____ Material for the task

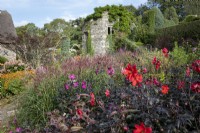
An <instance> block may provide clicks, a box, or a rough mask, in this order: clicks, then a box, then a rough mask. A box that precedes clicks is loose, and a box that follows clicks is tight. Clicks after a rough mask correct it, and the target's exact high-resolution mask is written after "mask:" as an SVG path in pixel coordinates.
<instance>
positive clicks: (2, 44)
mask: <svg viewBox="0 0 200 133" xmlns="http://www.w3.org/2000/svg"><path fill="white" fill-rule="evenodd" d="M16 38H17V34H16V30H15V26H14V24H13V20H12V17H11V15H10V14H9V13H8V12H7V11H2V10H0V56H4V57H6V58H7V59H9V60H13V59H15V58H16V53H14V52H13V51H11V50H9V49H7V48H5V46H8V45H12V44H14V43H15V40H16Z"/></svg>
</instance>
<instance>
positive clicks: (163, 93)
mask: <svg viewBox="0 0 200 133" xmlns="http://www.w3.org/2000/svg"><path fill="white" fill-rule="evenodd" d="M161 88H162V90H161V92H162V94H167V93H168V91H169V87H168V86H167V85H162V87H161Z"/></svg>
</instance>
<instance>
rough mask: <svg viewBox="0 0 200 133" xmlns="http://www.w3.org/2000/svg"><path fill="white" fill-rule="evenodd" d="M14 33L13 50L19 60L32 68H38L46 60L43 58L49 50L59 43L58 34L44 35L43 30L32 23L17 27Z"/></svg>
mask: <svg viewBox="0 0 200 133" xmlns="http://www.w3.org/2000/svg"><path fill="white" fill-rule="evenodd" d="M16 31H17V35H18V40H17V44H16V45H14V47H13V49H14V50H15V51H16V53H17V55H18V56H19V57H20V59H22V60H23V61H24V62H25V63H27V64H31V65H32V66H33V67H38V66H40V64H41V62H42V61H43V60H46V59H44V57H45V56H47V55H48V54H49V53H50V51H49V48H51V47H54V46H55V45H57V43H58V42H59V40H58V36H59V35H58V34H56V33H55V32H49V33H45V31H44V30H43V29H40V28H38V27H36V26H35V24H33V23H29V24H27V25H25V26H21V27H17V28H16Z"/></svg>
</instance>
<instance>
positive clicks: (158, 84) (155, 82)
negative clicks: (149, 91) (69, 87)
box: [153, 78, 160, 86]
mask: <svg viewBox="0 0 200 133" xmlns="http://www.w3.org/2000/svg"><path fill="white" fill-rule="evenodd" d="M153 84H154V85H156V86H159V85H160V82H159V81H158V80H157V78H153Z"/></svg>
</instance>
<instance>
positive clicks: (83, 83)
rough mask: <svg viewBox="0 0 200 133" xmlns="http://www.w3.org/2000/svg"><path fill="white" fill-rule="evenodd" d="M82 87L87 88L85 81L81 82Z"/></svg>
mask: <svg viewBox="0 0 200 133" xmlns="http://www.w3.org/2000/svg"><path fill="white" fill-rule="evenodd" d="M82 88H83V89H86V88H87V84H86V82H85V81H83V82H82Z"/></svg>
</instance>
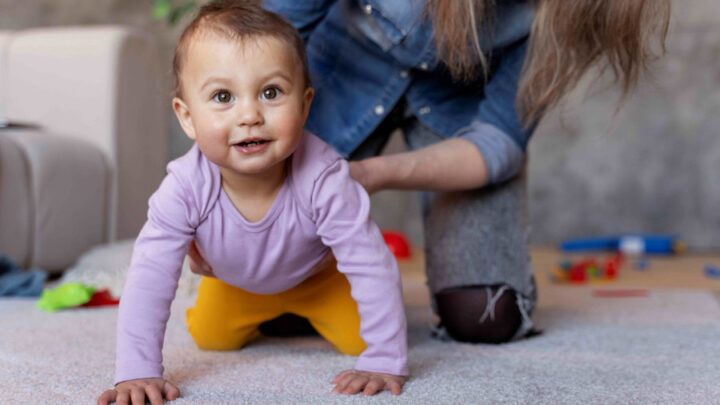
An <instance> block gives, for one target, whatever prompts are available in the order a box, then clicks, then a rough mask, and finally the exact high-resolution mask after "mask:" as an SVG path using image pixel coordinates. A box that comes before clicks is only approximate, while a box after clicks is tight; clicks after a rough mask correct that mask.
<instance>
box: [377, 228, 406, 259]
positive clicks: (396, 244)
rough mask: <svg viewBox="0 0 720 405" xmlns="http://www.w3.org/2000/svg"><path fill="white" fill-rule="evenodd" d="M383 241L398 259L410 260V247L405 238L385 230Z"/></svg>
mask: <svg viewBox="0 0 720 405" xmlns="http://www.w3.org/2000/svg"><path fill="white" fill-rule="evenodd" d="M382 235H383V239H385V243H386V244H387V245H388V248H390V251H391V252H392V253H393V254H394V255H395V258H396V259H409V258H410V245H409V244H408V242H407V239H406V238H405V236H404V235H403V234H402V233H400V232H397V231H390V230H385V231H382Z"/></svg>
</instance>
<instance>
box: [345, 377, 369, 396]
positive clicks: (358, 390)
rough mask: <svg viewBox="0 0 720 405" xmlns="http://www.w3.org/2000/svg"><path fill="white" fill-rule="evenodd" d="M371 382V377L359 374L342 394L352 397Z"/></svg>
mask: <svg viewBox="0 0 720 405" xmlns="http://www.w3.org/2000/svg"><path fill="white" fill-rule="evenodd" d="M369 381H370V378H369V377H367V376H365V375H362V374H357V375H356V376H355V378H354V379H353V380H352V381H350V384H348V385H347V387H346V388H345V389H344V390H343V391H342V393H343V394H350V395H352V394H357V393H358V392H360V391H362V389H363V388H365V386H366V385H367V383H368V382H369Z"/></svg>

________

# Exercise directions
Wherever a line in the data above contains the word "block", copy that line.

# Solution to this problem
An <instance> block may provide clicks, a box, or a rough mask, in this order: clicks, then a box, then a rough mask. A box that precedes clicks is loose, and a box that follows clicks is tight. Clicks after a rough mask correct it, and the target's exact high-resolution mask is written after "mask:" as an SVG path in pixel coordinates.
An <instance> block gives, for one target, whatever prompts are available in the order a box, then clicks, then a rough mask, and finally the exact high-resolution mask after "mask:" as an SVG path using image pixel coordinates. A box that comes before clicks is only approximate, while a box after clicks is tight; clicks after a rough mask correct that mask.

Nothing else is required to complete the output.